EXCERPT TO READ -
○ ○ ○ ○ ○

If Nina Gore Vidal Auchincloss Olds harbored hostile feelings about writers and homosexuals, that was only a warm-up to the way she felt about Jews. She must have been more convinced than ever that the universe had it in for her when, in the early 1950s, her son struck up a close friendship with a young Jewish singer named Howard Auster (later changed to Austen), who was working in the pre-Mad Men world of New York City advertising.

“All the faggot fan magazines wanted to know how these two famous fags stayed together all those years,” Gore said. “They wanted to know what was the basis of our relationship. So I told them. We never had sex. I had sex and he had sex, but it was never together. Of course, they were furious and hated me for that answer. Howard was living with [the writer] Rona Jaffe when we met, and was with her for almost 10 years, until he moved in with me,” he continued. That was in 1960. “We never had sex, because I’m more intelligent than most people, and that’s the way I wanted it. I was smart enough to know that if you wanted to keep a friendship you made sure there was no sex. It was self-preservation.”

Shortly before he met Howard, Gore had decided to settle down. He bought a rather run-down Greek Revival house called Edgewater, in Barrytown, a Hudson River Valley village two hours north of New York City. His neighbors, who lived on vast wooded estates, included members of such elite American families as the Astors, Aldriches, Ryans, Delanos, and Roosevelts. Almost immediately, Gore became the darling of a small cadre of witty, wealthy, somewhat eccentric women, all the age of his mother or even his beloved grandmother.

In those days, it would appear, the Hudson River Valley was a sort of high-maintenance version of Peyton Place and Melrose Place. I heard Gore reminisce about his “Valley girls” with Katharine Delano Ryan Selznick, who met him with the Astors at Edgewater when she was a child. Many of his older women friends were married but involved in liaisons with tycoons or national leaders, who in turn were married to women who were having out-of-wedlock children with senators and statesmen.

○ ○ ○ ○ ○

RECORDS SUPPLIED -
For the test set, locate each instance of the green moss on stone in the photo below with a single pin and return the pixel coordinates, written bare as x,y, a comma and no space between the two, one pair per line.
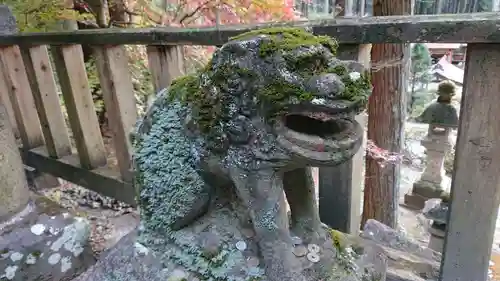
36,254
288,38
278,94
356,90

○ ○ ○ ○ ○

STATED PROBLEM 1 - List the elite American families that the excerpt about Gore and Howard Auster names among the Barrytown neighbors.
STATED PROBLEM 2 - Continue the excerpt about Gore and Howard Auster from the point at which it stops.

ANSWER 1 - The Astors, the Aldriches, the Ryans, the Delanos, and the Roosevelts.

ANSWER 2 -
In 1960, during the lead-up to the Kennedy election, Gore, who was turning 35, launched an unsuccessful bid to run for the U.S. Congress. President Harry Truman campaigned for him, as did presidential candidate Jack Kennedy, by then married to Gore’s semi-stepsister Jackie. But the most revered supporter of Gore’s first political campaign was his widowed friend Eleanor Roosevelt, who had become a powerful author, speaker, and activist. Gore adored her. “She was,” he told me, “the mother of the nation. She had to look after the black people, the Jews—all sorts of people. She was noble.”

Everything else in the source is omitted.